TASK DATA:
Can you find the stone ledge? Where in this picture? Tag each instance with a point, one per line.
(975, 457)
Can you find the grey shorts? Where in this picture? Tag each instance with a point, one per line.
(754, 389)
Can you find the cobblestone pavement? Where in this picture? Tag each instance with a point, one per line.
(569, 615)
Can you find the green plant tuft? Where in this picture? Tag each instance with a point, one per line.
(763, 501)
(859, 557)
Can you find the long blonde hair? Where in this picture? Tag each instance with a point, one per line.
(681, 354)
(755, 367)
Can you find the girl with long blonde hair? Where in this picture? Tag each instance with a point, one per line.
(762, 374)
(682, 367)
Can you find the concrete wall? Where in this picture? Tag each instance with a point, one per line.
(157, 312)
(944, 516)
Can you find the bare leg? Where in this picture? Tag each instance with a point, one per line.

INSTRUCTION: Quote exactly what appears from the line containing "Can you find the grey" through the final line of the listing above, including both of those lines.

TASK RESULT:
Can you find the grey shorts? Where in this picture? Tag each instance with a point, one per line.
(754, 389)
Can you find the cobblestone pavement? Where in this picture? Tag each instance with a point, one per line.
(569, 615)
Can you find the green plant tuft? Where in this picture? Tag each instance with a point, one per line.
(763, 501)
(859, 557)
Can you find the long blonde hair? Where in this picture? Tag each instance with a point, one per line.
(681, 354)
(755, 367)
Can you find the girl with long blonde hair? Where in this picture? Tag each instance with a point, one per line.
(762, 374)
(682, 367)
Can you find the concrete wall? Where in this picture? Tag each instance with a point, one per line.
(157, 312)
(944, 516)
Can you find the bare leg? Where in this picture? Tag each instance with a point, one per line.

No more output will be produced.